# DIRECTIONS FOR THIS TASK
Reproduce the part of the Lemonade insurance article between "Photographer: Emily Malan" and "round in December.", inclusive, word for word.

# SOURCE EXTRACT
--------
Selling Millennials Home Insurance Is Lemonade’s Novel Pitch

The startup is trying to hook young renters and first-time homeowners with apps, chatbots, and a social-good play.

Daniel Schreiber (left) and Shai Wininger

Photographer: Emily Malan for Bloomberg Businessweek

Home insurance may not seem like a natural business for a financial technology startup. It’s heavily regulated and dominated by established players. Where’s the potential for Silicon Valley-style growth? Yet Lemonade Inc. co-founders Daniel Schreiber and Shai Wininger are trying to use updated tech and millennial-friendly marketing to bring some buzz to a boring industry. The insurer has drawn big tech-oriented investors such as Japan’s SoftBank Group Corp., which led a $120 million funding round in December.

They started with a focus on young urban renters. Lemonade offers homeowners coverage, too, but renters are a relatively untapped market. Only 41 percent of them have insurance, the Insurance Information Institute says. When they do buy, the decision is mostly price-driven—it’s hard to offer many interesting tweaks to a renter’s policy. That’s part of the reason big insurers historically haven’t focused on the business, according to RBC Capital Markets LLC analyst Mark Dwelle.
--------
Stored data:
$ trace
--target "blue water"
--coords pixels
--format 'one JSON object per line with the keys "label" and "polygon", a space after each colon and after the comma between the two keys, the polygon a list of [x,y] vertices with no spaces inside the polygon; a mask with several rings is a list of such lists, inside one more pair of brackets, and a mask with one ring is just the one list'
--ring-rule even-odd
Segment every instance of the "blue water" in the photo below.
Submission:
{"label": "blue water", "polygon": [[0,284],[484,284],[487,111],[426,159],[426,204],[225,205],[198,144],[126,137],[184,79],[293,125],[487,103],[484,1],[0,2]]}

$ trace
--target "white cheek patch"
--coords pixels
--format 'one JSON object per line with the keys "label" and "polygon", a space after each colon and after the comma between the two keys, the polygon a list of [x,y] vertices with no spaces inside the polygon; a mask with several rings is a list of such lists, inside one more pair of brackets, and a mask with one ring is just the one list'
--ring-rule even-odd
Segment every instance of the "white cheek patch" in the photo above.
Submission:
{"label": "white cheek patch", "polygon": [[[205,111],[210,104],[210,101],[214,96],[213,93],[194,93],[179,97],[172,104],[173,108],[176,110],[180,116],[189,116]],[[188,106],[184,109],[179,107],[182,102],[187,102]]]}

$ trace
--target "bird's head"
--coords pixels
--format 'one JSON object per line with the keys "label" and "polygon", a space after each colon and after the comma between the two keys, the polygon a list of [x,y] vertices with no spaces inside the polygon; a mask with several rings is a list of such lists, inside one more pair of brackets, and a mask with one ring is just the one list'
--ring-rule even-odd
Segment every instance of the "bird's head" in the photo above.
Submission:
--------
# WRITTEN SOLUTION
Photographer: Emily Malan for Bloomberg Businessweek

Home insurance may not seem like a natural business for a financial technology startup. It’s heavily regulated and dominated by established players. Where’s the potential for Silicon Valley-style growth? Yet Lemonade Inc. co-founders Daniel Schreiber and Shai Wininger are trying to use updated tech and millennial-friendly marketing to bring some buzz to a boring industry. The insurer has drawn big tech-oriented investors such as Japan’s SoftBank Group Corp., which led a $120 million funding round in December.